-- TASK STATEMENT --
Find the line below with "Target: chrome window trim". Print it and every line after it exactly, through the last line, leaving out the pictures.

[SOURCE DATA Boundary: Start]

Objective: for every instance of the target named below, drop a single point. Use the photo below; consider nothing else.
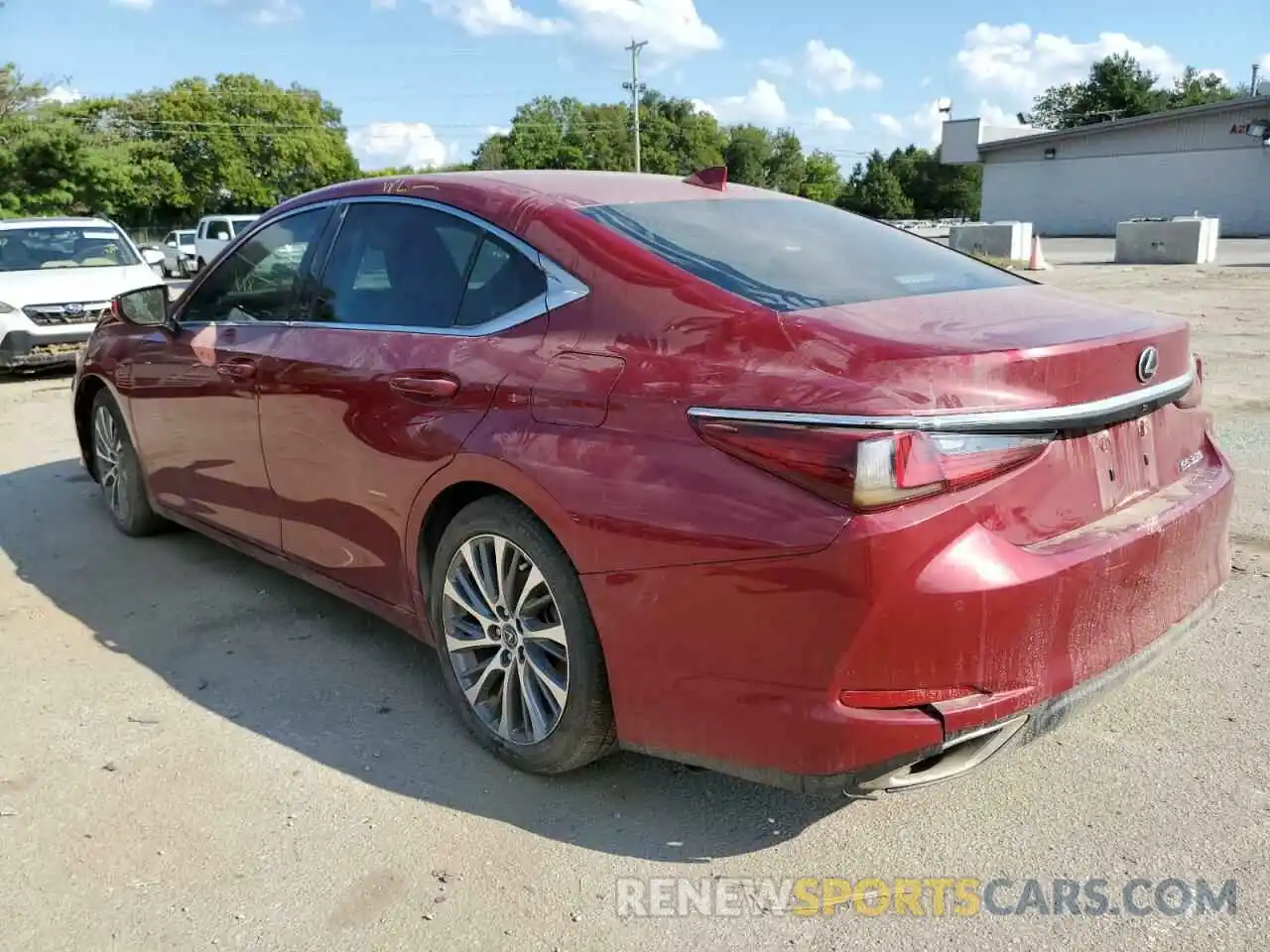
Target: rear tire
(518, 649)
(118, 471)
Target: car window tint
(261, 280)
(500, 281)
(397, 264)
(790, 254)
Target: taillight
(870, 470)
(1196, 395)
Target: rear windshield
(794, 255)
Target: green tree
(748, 155)
(875, 189)
(822, 180)
(1116, 87)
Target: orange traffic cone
(1038, 263)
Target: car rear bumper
(753, 683)
(23, 348)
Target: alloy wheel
(506, 640)
(108, 453)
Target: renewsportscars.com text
(922, 896)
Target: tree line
(240, 144)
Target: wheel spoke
(511, 685)
(547, 679)
(540, 720)
(475, 607)
(483, 578)
(552, 634)
(474, 692)
(531, 581)
(481, 639)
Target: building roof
(1116, 125)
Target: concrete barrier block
(1183, 240)
(1000, 239)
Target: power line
(636, 89)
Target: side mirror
(146, 307)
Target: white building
(1207, 159)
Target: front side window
(397, 264)
(792, 255)
(261, 280)
(41, 248)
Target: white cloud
(674, 28)
(276, 12)
(64, 95)
(483, 18)
(776, 66)
(263, 13)
(993, 114)
(414, 144)
(889, 123)
(1024, 63)
(832, 70)
(929, 121)
(826, 118)
(762, 104)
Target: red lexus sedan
(677, 466)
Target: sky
(423, 81)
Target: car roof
(563, 186)
(12, 223)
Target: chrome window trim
(1042, 419)
(562, 287)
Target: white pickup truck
(216, 231)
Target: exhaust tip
(956, 757)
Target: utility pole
(635, 87)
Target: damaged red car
(679, 466)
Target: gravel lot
(198, 752)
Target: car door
(191, 390)
(397, 366)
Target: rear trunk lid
(996, 349)
(1007, 354)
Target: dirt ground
(197, 752)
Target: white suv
(214, 232)
(58, 277)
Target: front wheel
(118, 471)
(518, 649)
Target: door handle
(427, 389)
(240, 368)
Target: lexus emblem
(1148, 362)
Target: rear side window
(794, 255)
(500, 280)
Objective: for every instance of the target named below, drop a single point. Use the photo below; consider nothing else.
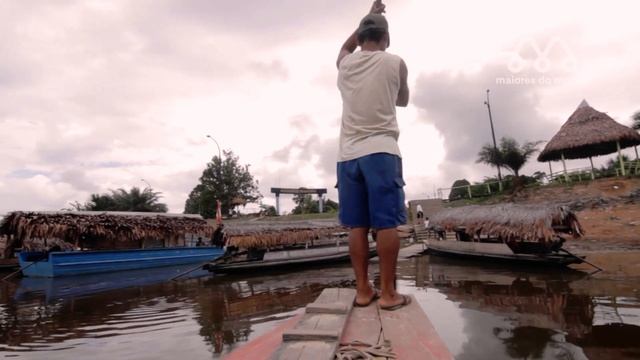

[SOURCE DATA Boundary: End]

-- REPLY TO THE EXERCISE --
Target: chrome window trim
(1042, 419)
(562, 287)
Target: white pickup truck
(216, 231)
Target: exhaust tip
(956, 757)
Target: utility pole
(635, 87)
Target: damaged red car
(679, 466)
Target: gravel lot
(198, 752)
Target: car door
(191, 390)
(397, 366)
Target: rear trunk lid
(996, 349)
(1007, 354)
Target: dirt ground
(197, 752)
Target: white suv
(214, 232)
(58, 277)
Target: front wheel
(118, 471)
(518, 649)
Target: door handle
(427, 389)
(240, 368)
Target: lexus emblem
(1148, 362)
Target: rear side window
(794, 255)
(500, 280)
Objective: for every instance of the target named below, drop a single point. Use the photo below; consider nothing else.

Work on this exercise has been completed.